Source passage:
Mayor of Philadelphia at the time of Mr. Clinton's visit, Mr. Rendell, according to several civil trial accounts, requested Teamsters' local secretary-treasurer John Morris to bring his union's members to City Hall the night of the president's arrival. Court documents also note a conversation the president's staff had with Mr. Morris to that end.

"[White House scheduler Paul] Rivera explained that President Clinton would be visiting Philadelphia on the evening of Friday, Oct. 2, 1998 to attend two Democratic National Committee fundraisers and that a substantial showing of Teamster support for President Clinton was very desirable," Mr. Morris's chief of staff Kenneth J. Woodring Jr. attested in a court declaration. "I later learned that Mayor Edward G. Rendell also contacted Mr. Morris directly to invite the Teamsters to City Hall during the president's visit."

Mr. Rendell indicated the reason he wanted the union there in a deposition on Jan. 2, 2002.

"The president is coming to town," Mr. Rendell said he told Mr. Morris. "We want a real good reception for the president. There may be some demonstrators there. And we certainly want in number and - and in loudness. We want to drown out the demonstrators."

Mr. Rendell stated later in his testimony that he never learned of any history of violence in political situations on the part of the union leader or his associates.

But, attorneys for Mr. Adams contended in a statement of facts filed in United States District Court for the Eastern District of Pennsylvania, "Rendell gave these instructions knowing of Morris's and Local 115's reputation for violence.... That reputation is well-documented and actually adjudicated...." A federal circuit court ruling in 1986 ordered the Teamsters chapter to cease what were deemed violent rallying practices.

Mr. Adams found it chilling that this organization's members should be brought to a likely protest site to "drown out" demonstrators. As such, allegations made against Mr. Rendell in the lawsuit thus included violation of free-speech rights.

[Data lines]
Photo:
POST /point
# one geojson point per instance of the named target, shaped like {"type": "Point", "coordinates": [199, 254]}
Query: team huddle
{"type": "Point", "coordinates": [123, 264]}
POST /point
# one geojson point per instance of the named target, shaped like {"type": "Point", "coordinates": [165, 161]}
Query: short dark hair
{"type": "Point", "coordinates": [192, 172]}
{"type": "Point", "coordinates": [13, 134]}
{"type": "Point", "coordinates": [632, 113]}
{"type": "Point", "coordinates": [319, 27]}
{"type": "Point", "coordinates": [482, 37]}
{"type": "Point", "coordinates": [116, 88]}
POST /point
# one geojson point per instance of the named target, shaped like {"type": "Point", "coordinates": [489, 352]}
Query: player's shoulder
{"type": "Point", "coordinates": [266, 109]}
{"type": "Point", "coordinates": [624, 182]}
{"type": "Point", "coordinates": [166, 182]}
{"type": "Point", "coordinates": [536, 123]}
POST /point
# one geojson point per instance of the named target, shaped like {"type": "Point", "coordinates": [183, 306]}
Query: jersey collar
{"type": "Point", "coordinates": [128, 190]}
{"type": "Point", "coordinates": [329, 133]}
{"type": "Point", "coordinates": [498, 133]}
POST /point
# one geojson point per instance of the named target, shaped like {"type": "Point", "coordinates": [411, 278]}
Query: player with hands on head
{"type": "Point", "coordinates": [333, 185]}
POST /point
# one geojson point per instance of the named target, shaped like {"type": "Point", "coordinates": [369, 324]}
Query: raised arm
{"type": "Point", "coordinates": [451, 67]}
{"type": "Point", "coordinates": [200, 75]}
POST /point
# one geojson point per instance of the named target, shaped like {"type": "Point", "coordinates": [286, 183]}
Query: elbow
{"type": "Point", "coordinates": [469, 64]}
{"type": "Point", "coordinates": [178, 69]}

What is asked: In the passage about Mr. Clinton's Philadelphia visit, what did the 1986 federal circuit court ruling order the Teamsters chapter to do?

Expected answer: Stop what were deemed violent rallying practices.